For each line below that holds the word "floor", make a copy.

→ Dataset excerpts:
——————

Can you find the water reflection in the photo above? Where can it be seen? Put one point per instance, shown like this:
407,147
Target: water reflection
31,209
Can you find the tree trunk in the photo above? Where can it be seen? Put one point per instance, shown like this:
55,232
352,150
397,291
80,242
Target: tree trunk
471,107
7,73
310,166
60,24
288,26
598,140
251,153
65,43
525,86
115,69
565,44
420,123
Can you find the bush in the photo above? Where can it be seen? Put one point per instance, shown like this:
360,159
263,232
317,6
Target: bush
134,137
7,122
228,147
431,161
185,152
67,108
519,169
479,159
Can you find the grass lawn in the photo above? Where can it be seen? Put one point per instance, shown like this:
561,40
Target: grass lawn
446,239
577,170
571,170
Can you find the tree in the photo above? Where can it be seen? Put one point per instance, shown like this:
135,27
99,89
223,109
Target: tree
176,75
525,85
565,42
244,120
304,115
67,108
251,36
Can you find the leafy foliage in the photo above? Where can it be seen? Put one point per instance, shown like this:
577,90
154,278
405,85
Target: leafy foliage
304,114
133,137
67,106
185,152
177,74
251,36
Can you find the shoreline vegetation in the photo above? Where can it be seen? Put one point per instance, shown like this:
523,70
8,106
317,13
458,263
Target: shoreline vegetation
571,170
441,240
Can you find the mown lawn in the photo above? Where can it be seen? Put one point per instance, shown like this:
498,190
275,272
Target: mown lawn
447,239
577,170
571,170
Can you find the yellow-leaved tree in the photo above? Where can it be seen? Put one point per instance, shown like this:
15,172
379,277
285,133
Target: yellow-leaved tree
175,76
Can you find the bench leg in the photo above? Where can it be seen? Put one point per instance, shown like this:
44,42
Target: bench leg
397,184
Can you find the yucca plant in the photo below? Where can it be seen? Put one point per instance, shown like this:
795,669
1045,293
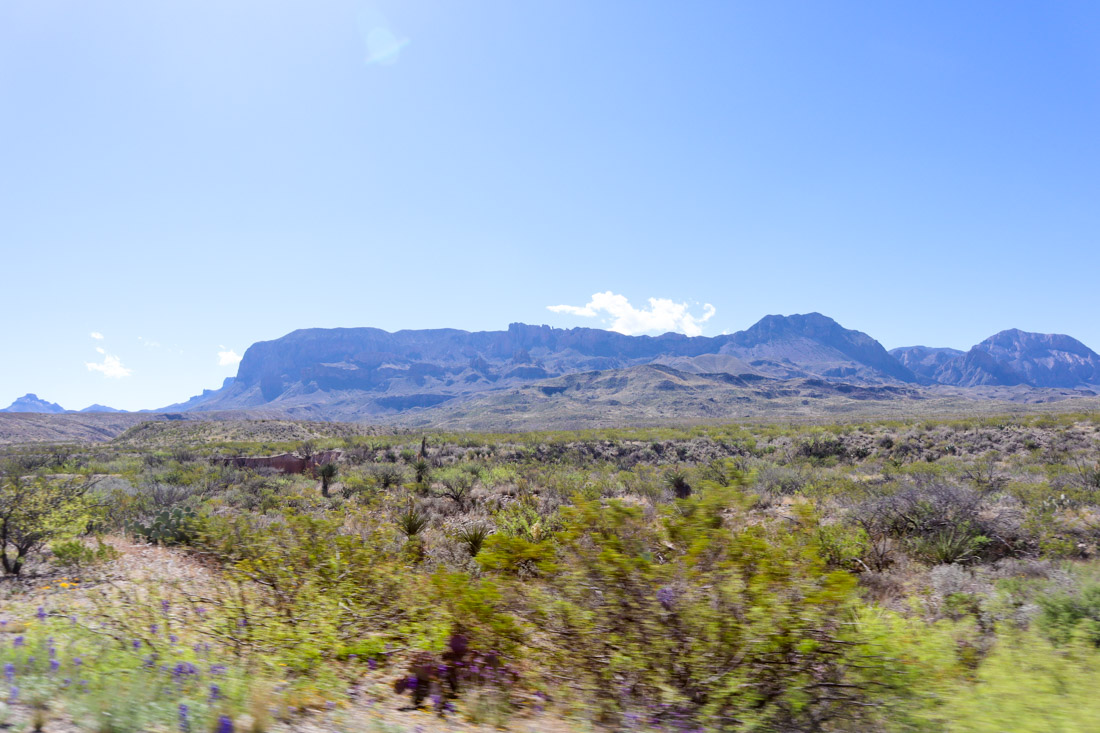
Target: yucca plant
328,472
411,522
678,482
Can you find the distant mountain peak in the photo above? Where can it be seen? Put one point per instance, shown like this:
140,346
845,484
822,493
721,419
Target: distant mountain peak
31,403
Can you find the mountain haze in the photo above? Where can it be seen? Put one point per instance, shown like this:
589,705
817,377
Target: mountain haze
343,373
1010,358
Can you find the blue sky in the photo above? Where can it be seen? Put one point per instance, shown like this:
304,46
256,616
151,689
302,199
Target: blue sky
185,178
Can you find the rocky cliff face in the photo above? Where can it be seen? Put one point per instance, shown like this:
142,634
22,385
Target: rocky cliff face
367,371
1010,358
31,403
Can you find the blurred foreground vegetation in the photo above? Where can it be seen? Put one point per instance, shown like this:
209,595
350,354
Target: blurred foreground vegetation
876,577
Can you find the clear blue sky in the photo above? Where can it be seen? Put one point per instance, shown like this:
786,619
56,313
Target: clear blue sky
188,177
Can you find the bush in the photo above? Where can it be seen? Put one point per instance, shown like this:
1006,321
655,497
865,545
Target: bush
76,554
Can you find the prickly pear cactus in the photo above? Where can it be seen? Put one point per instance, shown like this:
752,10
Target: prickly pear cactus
175,526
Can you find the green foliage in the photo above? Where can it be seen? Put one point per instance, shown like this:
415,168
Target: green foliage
1026,686
37,510
473,537
411,522
175,526
76,554
1068,615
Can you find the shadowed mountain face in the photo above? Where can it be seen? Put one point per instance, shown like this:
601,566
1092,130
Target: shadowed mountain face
31,403
924,361
356,372
1007,359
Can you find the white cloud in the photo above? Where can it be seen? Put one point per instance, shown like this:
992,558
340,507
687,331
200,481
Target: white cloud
111,367
662,315
228,358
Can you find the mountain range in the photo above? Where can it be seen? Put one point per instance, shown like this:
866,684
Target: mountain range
371,374
31,403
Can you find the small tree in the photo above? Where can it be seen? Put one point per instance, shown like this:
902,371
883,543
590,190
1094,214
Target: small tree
328,472
35,511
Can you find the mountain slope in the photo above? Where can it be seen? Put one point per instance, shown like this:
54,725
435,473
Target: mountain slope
1015,357
924,361
820,346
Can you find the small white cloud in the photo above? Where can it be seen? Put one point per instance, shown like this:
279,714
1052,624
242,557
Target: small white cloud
228,358
111,367
662,315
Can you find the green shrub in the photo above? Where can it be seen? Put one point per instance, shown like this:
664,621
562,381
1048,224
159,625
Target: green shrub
76,554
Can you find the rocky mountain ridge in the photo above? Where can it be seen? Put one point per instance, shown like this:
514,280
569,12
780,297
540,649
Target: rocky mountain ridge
371,374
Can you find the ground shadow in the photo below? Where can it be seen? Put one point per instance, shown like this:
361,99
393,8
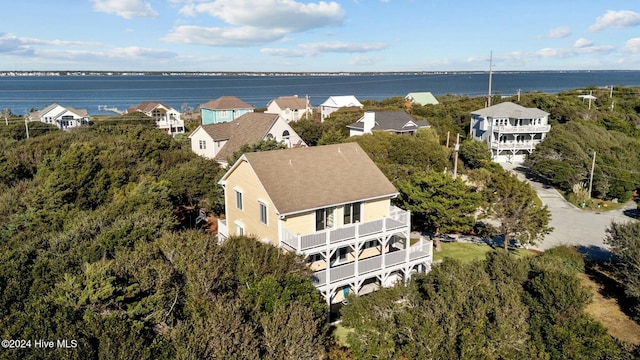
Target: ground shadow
632,213
595,253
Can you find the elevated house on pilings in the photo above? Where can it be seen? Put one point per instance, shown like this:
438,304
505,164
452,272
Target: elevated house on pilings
330,204
511,131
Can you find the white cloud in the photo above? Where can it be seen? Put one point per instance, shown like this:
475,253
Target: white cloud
313,49
253,22
267,14
557,33
632,46
239,36
343,47
616,19
364,60
12,44
285,52
581,43
127,9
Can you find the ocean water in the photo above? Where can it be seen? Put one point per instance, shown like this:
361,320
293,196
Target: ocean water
22,93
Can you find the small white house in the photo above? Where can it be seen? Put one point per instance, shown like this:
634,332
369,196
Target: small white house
333,103
166,117
62,117
219,141
398,122
511,131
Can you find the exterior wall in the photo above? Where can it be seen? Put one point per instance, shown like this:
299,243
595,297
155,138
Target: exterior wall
277,131
211,116
210,149
305,223
245,180
62,118
325,111
510,139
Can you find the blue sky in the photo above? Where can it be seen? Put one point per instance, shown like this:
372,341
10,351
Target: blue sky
298,35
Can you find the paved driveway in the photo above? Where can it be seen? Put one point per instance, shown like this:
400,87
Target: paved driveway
573,226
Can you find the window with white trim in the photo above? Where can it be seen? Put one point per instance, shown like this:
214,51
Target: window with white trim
263,212
352,213
238,199
324,218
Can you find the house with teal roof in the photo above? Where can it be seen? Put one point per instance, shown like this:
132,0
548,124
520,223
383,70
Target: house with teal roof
223,109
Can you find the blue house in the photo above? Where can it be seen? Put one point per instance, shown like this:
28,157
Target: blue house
223,109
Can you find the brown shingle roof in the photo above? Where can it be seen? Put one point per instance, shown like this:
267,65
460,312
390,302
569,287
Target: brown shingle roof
315,177
226,103
146,106
246,129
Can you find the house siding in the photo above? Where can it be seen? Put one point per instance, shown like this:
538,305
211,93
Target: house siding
244,179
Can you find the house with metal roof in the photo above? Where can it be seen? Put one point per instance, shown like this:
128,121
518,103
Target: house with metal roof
223,109
398,122
510,130
219,141
422,98
330,204
333,103
62,117
166,117
290,108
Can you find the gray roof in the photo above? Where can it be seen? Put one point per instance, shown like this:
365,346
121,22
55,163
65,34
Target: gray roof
397,121
511,111
302,179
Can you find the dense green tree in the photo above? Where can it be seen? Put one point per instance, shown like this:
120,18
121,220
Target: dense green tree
624,240
474,154
515,205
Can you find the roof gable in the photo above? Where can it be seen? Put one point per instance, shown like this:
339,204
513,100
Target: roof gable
290,102
510,110
246,129
148,106
398,121
422,98
342,101
302,179
226,103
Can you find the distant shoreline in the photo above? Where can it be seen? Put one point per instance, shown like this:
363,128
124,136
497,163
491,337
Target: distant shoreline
276,73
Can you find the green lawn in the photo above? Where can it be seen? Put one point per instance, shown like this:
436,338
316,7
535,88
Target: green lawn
340,334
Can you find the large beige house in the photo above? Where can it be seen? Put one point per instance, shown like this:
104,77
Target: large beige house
331,204
510,130
220,140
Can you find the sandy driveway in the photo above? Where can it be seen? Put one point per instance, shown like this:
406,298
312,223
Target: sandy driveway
573,226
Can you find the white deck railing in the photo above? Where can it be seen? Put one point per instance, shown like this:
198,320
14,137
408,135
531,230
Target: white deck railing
398,219
522,129
370,266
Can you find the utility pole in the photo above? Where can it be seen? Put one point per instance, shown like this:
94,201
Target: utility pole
455,161
490,77
26,123
593,165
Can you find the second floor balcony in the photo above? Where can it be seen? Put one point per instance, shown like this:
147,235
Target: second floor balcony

——————

→ Exercise output:
Can you find the second floor balcony in the photo above? Where can it be seen? Put one point per instance, shown like this:
Target: second floor balcony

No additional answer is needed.